Copy out each line of the data below that contains the word "stem".

◇ ◇ ◇ ◇ ◇

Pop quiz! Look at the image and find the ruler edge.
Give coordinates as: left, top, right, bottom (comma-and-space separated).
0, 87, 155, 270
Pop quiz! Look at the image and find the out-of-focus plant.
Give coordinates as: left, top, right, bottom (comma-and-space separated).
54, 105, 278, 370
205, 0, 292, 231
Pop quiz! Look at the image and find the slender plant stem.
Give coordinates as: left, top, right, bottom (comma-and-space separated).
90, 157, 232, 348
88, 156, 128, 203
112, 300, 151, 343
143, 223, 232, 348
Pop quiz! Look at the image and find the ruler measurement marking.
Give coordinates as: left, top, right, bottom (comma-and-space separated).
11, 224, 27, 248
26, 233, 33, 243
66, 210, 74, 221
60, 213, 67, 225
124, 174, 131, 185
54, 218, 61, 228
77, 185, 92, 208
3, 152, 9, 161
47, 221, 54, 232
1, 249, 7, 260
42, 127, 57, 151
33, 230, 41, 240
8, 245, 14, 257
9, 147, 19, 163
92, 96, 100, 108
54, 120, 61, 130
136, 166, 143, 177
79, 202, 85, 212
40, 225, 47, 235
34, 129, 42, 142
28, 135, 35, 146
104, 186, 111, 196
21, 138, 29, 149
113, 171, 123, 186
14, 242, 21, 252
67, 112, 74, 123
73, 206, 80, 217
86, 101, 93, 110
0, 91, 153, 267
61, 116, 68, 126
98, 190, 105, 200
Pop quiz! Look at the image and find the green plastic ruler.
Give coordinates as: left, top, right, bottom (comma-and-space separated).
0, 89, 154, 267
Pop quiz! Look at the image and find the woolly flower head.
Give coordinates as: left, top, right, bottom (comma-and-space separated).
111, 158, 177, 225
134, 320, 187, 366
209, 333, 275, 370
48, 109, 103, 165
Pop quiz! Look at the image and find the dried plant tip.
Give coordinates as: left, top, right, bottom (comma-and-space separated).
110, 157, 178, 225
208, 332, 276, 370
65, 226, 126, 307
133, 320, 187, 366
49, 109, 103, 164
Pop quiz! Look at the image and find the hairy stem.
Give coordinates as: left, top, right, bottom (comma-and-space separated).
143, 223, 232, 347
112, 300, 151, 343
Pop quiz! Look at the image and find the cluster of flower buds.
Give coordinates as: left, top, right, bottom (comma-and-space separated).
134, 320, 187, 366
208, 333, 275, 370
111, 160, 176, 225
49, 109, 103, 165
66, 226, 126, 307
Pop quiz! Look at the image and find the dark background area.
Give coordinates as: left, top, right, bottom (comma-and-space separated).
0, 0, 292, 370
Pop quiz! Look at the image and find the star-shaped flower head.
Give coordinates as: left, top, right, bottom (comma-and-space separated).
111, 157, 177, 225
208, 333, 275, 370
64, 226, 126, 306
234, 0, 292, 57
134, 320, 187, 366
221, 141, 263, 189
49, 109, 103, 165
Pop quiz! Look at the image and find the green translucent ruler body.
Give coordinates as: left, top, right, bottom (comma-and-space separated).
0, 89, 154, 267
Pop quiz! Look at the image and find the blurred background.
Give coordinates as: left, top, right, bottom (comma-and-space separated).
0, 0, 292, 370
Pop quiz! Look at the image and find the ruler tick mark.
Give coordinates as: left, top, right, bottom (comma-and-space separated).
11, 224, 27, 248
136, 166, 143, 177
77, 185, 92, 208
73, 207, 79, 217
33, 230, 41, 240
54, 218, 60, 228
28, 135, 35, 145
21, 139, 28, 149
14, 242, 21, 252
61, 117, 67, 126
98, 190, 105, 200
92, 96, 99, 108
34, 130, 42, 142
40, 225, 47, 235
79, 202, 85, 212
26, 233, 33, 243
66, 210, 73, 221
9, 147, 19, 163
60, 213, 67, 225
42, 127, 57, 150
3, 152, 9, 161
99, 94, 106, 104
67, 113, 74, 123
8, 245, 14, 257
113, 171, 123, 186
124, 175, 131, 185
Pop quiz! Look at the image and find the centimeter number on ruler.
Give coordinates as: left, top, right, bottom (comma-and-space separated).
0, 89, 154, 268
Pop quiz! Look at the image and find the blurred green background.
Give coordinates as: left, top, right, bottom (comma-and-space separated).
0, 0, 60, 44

◇ ◇ ◇ ◇ ◇

• Final answer:
Pop quiz! Look at the image and find the slender plant stem.
Pop quiz! Look at the image and find the hairy stem.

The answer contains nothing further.